Data records:
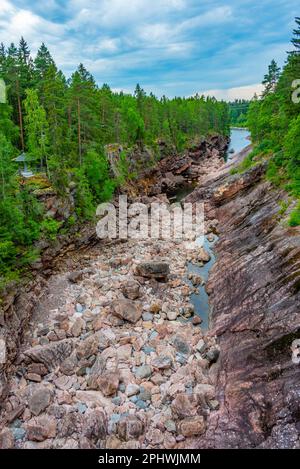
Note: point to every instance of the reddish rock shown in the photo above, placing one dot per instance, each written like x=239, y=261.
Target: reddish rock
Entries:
x=41, y=428
x=192, y=426
x=108, y=383
x=127, y=309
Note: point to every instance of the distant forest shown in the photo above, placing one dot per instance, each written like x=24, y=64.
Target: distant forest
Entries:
x=63, y=125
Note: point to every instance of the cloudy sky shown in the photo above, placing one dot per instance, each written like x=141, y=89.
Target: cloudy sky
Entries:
x=171, y=47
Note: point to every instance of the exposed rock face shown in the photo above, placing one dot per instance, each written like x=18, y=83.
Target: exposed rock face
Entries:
x=255, y=298
x=127, y=310
x=153, y=269
x=50, y=355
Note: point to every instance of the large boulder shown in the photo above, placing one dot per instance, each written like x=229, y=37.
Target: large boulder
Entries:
x=51, y=355
x=130, y=427
x=39, y=400
x=127, y=309
x=155, y=269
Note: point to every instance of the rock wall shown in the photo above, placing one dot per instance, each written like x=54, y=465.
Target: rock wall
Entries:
x=255, y=296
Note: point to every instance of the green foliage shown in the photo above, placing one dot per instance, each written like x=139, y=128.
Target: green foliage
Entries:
x=49, y=228
x=63, y=125
x=274, y=122
x=238, y=112
x=294, y=219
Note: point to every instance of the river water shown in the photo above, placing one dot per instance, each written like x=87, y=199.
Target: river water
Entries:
x=239, y=139
x=200, y=299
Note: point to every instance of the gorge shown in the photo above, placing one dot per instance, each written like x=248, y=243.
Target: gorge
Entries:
x=109, y=358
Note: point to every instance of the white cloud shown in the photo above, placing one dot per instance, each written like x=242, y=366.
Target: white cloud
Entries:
x=241, y=92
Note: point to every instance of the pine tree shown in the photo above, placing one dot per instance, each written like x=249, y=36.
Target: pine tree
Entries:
x=37, y=129
x=42, y=62
x=271, y=78
x=83, y=104
x=296, y=38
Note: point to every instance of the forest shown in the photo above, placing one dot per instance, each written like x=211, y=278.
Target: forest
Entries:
x=63, y=124
x=274, y=122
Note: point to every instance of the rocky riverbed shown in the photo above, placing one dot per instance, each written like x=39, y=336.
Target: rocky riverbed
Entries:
x=113, y=354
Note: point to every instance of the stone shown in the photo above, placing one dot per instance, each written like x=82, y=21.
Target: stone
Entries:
x=131, y=289
x=172, y=315
x=127, y=310
x=196, y=320
x=64, y=383
x=39, y=400
x=141, y=404
x=203, y=255
x=93, y=399
x=205, y=391
x=108, y=383
x=155, y=436
x=129, y=427
x=157, y=270
x=143, y=371
x=40, y=428
x=79, y=308
x=124, y=352
x=155, y=307
x=51, y=355
x=95, y=425
x=6, y=439
x=184, y=405
x=200, y=346
x=170, y=426
x=34, y=377
x=69, y=365
x=2, y=351
x=18, y=433
x=162, y=362
x=37, y=368
x=213, y=355
x=147, y=317
x=132, y=389
x=77, y=327
x=181, y=345
x=75, y=277
x=192, y=427
x=88, y=347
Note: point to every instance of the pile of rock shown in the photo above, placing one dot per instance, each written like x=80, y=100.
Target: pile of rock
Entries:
x=118, y=365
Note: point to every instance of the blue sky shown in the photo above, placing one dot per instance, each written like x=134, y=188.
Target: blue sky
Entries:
x=171, y=47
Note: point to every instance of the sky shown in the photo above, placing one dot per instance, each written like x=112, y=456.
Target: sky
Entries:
x=170, y=47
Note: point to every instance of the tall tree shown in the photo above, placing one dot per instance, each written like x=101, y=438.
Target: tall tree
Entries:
x=271, y=78
x=37, y=129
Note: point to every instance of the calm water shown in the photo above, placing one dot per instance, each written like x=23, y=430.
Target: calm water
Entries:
x=239, y=139
x=200, y=300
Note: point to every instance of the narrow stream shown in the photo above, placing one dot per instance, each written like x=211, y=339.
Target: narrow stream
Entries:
x=200, y=300
x=239, y=139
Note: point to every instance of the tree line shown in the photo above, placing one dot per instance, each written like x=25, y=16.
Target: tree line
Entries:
x=63, y=125
x=274, y=122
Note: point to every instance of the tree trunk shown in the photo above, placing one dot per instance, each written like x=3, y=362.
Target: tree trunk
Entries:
x=79, y=132
x=20, y=115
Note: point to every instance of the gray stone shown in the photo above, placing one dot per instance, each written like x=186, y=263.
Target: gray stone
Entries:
x=127, y=309
x=132, y=389
x=2, y=351
x=39, y=400
x=153, y=270
x=141, y=404
x=18, y=433
x=143, y=371
x=147, y=317
x=162, y=362
x=170, y=426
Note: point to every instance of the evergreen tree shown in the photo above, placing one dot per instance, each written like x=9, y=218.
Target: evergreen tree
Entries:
x=271, y=78
x=37, y=129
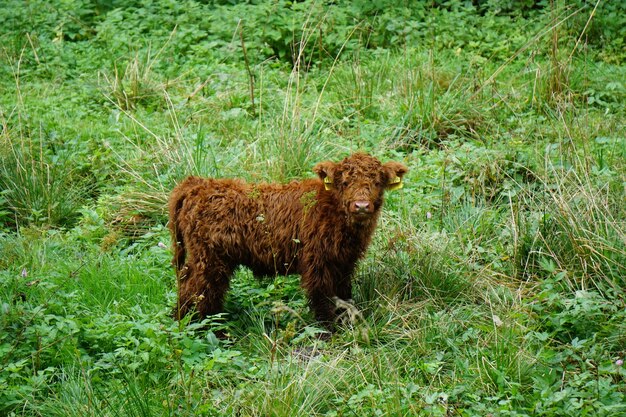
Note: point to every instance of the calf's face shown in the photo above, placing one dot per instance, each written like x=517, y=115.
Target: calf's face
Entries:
x=359, y=183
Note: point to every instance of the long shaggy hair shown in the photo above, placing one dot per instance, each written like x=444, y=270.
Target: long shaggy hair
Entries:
x=318, y=228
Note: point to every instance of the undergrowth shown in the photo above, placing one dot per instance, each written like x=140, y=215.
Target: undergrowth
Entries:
x=494, y=285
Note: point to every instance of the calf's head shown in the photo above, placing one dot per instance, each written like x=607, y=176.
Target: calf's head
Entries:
x=359, y=182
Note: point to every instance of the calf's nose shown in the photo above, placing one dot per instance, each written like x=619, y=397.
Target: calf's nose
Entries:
x=361, y=206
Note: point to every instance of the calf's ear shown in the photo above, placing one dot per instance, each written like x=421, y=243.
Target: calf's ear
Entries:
x=325, y=171
x=394, y=172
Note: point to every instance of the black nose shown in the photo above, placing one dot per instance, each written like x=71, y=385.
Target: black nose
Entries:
x=361, y=206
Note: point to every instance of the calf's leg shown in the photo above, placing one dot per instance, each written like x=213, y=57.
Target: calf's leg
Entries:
x=203, y=285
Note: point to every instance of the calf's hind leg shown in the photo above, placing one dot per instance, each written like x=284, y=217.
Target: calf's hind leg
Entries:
x=203, y=285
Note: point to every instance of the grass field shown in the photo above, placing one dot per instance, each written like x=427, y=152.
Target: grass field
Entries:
x=494, y=285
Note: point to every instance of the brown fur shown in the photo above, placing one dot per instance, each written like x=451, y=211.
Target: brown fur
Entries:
x=300, y=227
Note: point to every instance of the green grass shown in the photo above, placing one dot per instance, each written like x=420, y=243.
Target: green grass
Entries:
x=494, y=285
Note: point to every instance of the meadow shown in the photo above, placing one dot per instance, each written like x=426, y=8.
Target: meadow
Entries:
x=494, y=285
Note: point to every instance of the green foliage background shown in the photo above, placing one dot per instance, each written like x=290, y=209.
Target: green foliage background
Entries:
x=494, y=285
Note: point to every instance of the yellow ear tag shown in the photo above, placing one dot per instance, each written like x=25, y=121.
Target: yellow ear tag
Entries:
x=395, y=184
x=328, y=184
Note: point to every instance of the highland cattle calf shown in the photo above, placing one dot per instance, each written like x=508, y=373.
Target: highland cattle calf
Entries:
x=318, y=228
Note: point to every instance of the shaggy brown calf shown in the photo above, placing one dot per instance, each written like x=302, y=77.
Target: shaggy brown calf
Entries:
x=318, y=228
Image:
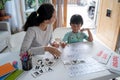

• _WORK INSTRUCTIONS_
Within the lines above, find those holding the word "white" and copy them.

• _RESULT OF THE EXERCISE_
Note: point to every instance of the white cloud shown in the photo above, placing one dot per instance, each written like x=242, y=366.
Target: white cloud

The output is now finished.